Text to read:
You know who you are. You see both sides of
every question. You love to play Devil's advocate. You're the worst kind of
politically correct. I'm
looking at you, Kevin Flanagan.
Flanagan isn't the first of the local pigskin
pundits and bobbleheads to wonder out loud if Brady cheated. John
Tomase and Michael
Felger come to mind (I'm sure you're not surprised). Apparently, I'm being
silly. I'm silly because I've dismissed the text messages from October because
the context was the overinflated footballs from the game with the Jets;
footballs which had apparently been inflated to 16.0 PSI. I'm silly because I
can't ignore the only evidence tying Tom Brady to football inflation is his
memo to the game officials reminding them that 12.5 PSI is legal and please
don't add air to the game balls, thank you. I'm silly because I find the
selective use of data in the Wells Report to be unconvincing and I'm curious as
to why there hasn't been more discussion of the so-called "Logo
Gauge" readings; data that shows that it's more likely than not the Patriots
game balls were inflated to 12.5 PSI. I'm silly for believing a man went into a
bathroom to take a piss.
Kevin Flanagan, I can only assume, is not
silly.
He says Tom Brady is guilty. What is his
evidence? It's a syllogism that goes something like this…
All NFL quarterbacks cheat.
Tom Brady is an NFL quarterback.
Tom Brady cheated.
"1.
Gamesmanship: a. The practice of winning a game or contest by doing things that
seem unfair but that are not actually against the rules. b. The clever use of
skills or tricks to succeed or do something.
"2.
Guilty: a. Responsible for committing a crime or doing something bad or wrong. b.
Showing that you know you have done something bad or wrong. c. Feeling bad
because you have done something bad or wrong or because you believe you have
done something bad or wrong.
"Now, let's tie the two together in a way that even the
most over-the-top Patriots sycophant can understand. Tom Brady – the guy most
Patriots' fans place above god and country – is guilty of gamesmanship, just
like every other of the 31 starting quarterbacks in the NFL. Let there be no
doubt that he instructed the two middle-aged ball-boys to prepare the game day
footballs the way he likes them – soft – and if they were not up to his
under-inflated standards, there would be hell to pay."
Let there be no doubt.

Entries shown:

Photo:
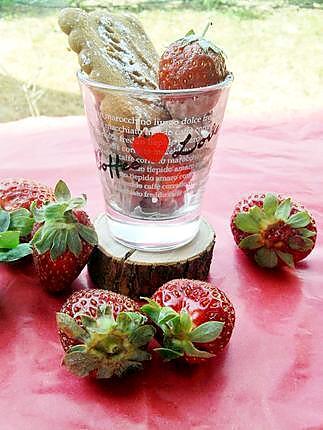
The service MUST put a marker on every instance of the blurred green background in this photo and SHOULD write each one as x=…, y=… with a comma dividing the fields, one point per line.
--
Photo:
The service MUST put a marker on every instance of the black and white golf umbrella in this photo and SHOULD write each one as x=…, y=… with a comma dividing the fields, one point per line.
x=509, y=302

What you need to do:
**A)** In the piece on Tom Brady and the football inflation dispute, what pressure does Brady's memo remind the game officials is legal?
**B)** Go on with the piece on Tom Brady and the football inflation dispute, picking up after its final line.

Responses per task:
**A)** 12.5 PSI.

**B)**
Apparently, I'm worse than the most
over-the-top Patriots sycophant. Despite Mr. Flanagan's unassailable logic and
undeniable conclusion, I still have my doubts. Yes, okay, Aaron Rodgers has
copped to manipulating football air pressure, but Russell Wilson, God's chosen
quarterback? A cheater?
But okay, let's roll with Mr. Flanagan's
argument for a moment: Tom Brady didn't do anything that every other NFL
quarterback does when it comes to preparing game day footballs.
Tom Brady and the Patriots weren't sufficiently
contrite, it seems. Admittedly, we must dismiss any possibility that Tom Brady
wanted his game day footballs inflated to 12.5 PSI, the legal lower limit for
NFL footballs. That would put Tom's laughing it off as "Now I've heard
everything" in a much different context. Apparently, though, the subtext
for Brady's denials were "Fuck you, NFL! I'm Tom Fucking Brady! Can you
hear me? I said, I'M TOM FUCKING BRADY!"
"The reason that this became the story it has become –
other than Goodell seizing an opportunity to put himself back in the good
graces of the other 31 owners and their fans after soiling himself with his
handling of the Ray Rice affair – is due to the sanctimonious way the team saw
fit to respond to what was a minor infraction.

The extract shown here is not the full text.